## Text under study
'''
Robert Abilez, a resident of Vista, entered the bar and asked fellow patrons to help him engage in a fight. When they refused Abilez pulled a .38 caliber revolver from his pocket but then dropped it on the floor. After picking up his weapon he sat next to two men, Almarez Vidales and Contreras Sanchez. As they drank their beers, Abilez insisted that the men go with him to fight. When they refused he drew the revolver again and fired. Sanchez stepped back and the bullet grazed his heavy leather jacket, and hit Vidales in the forearm. Lawrence Harris, the bartender, disarmed Abilez and held him while Ethel Weaver called the sheriff’s office.

The San Luis Rey Inn in 1958 before name change to Ethel’s.

Later Ethel’s would move to a location closer to the “back gate” of Camp Pendleton, and what was once known as the San Luis Rey Inn was renamed the Riverbottom Bar.
'''
## What to work on
Please decide whether each statement agrees with the bar shooting account, answering yes or no and quoting the words of the account that settle it: (a) Abilez dropped his revolver on the floor before he sat next to two men. (b) The bullet hit Sanchez in the forearm. (c) Ethel Weaver disarmed Abilez. The entries that come next are drawn from a different source than the bar shooting account.

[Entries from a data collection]
'''
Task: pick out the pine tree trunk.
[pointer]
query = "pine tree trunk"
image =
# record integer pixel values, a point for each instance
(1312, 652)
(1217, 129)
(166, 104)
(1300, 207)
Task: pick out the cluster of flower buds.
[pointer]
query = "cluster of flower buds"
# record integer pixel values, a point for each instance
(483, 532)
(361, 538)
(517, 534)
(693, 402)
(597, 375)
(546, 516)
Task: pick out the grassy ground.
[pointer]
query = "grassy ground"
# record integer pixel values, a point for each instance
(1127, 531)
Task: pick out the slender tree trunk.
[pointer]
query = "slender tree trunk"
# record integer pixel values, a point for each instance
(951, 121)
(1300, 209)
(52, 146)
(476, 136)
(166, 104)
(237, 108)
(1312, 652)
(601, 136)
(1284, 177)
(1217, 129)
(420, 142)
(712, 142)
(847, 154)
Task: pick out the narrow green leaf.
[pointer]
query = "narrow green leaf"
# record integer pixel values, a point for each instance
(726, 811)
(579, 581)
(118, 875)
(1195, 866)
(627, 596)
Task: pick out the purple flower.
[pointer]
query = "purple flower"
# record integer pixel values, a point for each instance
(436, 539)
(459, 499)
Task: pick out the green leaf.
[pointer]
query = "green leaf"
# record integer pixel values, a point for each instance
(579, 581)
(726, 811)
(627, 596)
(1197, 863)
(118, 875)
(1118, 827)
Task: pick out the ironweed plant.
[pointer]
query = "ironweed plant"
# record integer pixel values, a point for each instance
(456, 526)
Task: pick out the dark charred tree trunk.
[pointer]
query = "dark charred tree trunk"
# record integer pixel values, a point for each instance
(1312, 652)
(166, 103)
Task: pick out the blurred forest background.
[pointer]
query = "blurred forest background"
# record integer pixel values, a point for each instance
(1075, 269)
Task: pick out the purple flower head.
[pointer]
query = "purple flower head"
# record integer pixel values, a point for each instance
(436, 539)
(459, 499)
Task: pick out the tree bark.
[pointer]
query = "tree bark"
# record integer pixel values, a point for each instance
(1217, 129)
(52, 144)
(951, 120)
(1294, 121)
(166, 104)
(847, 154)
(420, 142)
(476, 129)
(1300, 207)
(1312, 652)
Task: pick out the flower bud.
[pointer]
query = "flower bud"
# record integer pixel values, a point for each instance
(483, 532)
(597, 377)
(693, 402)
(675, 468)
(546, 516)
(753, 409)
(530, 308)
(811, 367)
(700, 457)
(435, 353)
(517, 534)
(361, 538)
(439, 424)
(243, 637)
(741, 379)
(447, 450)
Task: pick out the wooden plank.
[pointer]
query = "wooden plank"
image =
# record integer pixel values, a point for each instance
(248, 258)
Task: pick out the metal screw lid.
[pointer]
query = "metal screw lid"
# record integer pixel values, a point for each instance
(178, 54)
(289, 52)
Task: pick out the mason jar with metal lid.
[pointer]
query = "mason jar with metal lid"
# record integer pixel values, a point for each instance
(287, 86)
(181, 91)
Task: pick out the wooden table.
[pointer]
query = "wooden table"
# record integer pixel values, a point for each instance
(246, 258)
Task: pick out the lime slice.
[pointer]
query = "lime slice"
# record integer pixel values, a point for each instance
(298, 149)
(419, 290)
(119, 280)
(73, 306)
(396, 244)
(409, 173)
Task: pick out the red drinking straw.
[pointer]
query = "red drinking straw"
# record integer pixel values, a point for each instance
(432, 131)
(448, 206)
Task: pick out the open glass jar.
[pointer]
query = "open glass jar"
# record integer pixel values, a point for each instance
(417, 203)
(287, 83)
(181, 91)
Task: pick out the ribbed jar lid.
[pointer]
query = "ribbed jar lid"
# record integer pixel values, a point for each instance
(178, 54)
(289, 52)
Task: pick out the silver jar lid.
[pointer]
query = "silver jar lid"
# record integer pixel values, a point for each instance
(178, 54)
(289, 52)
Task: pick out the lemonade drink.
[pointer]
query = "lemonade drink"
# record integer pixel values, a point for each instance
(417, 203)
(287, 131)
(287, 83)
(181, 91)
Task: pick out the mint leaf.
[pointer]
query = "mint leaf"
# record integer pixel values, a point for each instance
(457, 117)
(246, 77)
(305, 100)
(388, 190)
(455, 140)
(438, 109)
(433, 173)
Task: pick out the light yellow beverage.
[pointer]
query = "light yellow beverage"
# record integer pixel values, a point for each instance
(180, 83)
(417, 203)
'''
## Result
(a) Yes: "then dropped it on the floor. After picking up his weapon he sat next to two men"
(b) No: "the bullet grazed his heavy leather jacket, and hit Vidales in the forearm"
(c) No: "Lawrence Harris, the bartender, disarmed Abilez"